▼

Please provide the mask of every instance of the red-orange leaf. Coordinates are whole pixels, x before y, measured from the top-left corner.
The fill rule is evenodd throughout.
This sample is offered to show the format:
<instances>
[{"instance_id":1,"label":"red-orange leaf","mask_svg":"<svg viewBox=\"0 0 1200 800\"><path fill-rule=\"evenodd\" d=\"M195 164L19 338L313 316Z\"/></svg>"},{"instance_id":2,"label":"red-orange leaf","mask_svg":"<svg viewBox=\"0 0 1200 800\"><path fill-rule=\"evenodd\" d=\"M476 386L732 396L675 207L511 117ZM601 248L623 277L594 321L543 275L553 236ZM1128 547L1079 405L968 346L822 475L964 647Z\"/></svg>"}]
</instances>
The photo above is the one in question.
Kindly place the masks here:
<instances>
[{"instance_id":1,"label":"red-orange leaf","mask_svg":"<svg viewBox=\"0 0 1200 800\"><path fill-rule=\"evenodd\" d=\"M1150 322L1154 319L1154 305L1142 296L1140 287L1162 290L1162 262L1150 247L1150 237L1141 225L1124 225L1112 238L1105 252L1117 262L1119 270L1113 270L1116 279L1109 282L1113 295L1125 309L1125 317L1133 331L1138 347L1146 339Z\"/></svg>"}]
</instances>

▲

**To do:**
Set down each line from the line containing "386L732 396L675 207L511" through the final line of the data, exactly and with nothing added.

**Answer box:**
[{"instance_id":1,"label":"red-orange leaf","mask_svg":"<svg viewBox=\"0 0 1200 800\"><path fill-rule=\"evenodd\" d=\"M195 164L19 338L313 316Z\"/></svg>"},{"instance_id":2,"label":"red-orange leaf","mask_svg":"<svg viewBox=\"0 0 1200 800\"><path fill-rule=\"evenodd\" d=\"M476 386L732 396L675 207L511 117ZM601 248L623 277L594 321L543 275L553 236ZM1128 547L1079 405L968 346L822 475L964 647Z\"/></svg>"}]
</instances>
The photo above is the one in question.
Kindly place the masks here:
<instances>
[{"instance_id":1,"label":"red-orange leaf","mask_svg":"<svg viewBox=\"0 0 1200 800\"><path fill-rule=\"evenodd\" d=\"M1150 322L1154 319L1154 305L1142 296L1140 287L1162 290L1162 262L1150 247L1150 237L1141 225L1124 225L1112 238L1105 252L1117 262L1119 270L1113 270L1116 279L1109 282L1113 295L1125 309L1125 317L1133 331L1138 347L1146 339Z\"/></svg>"}]
</instances>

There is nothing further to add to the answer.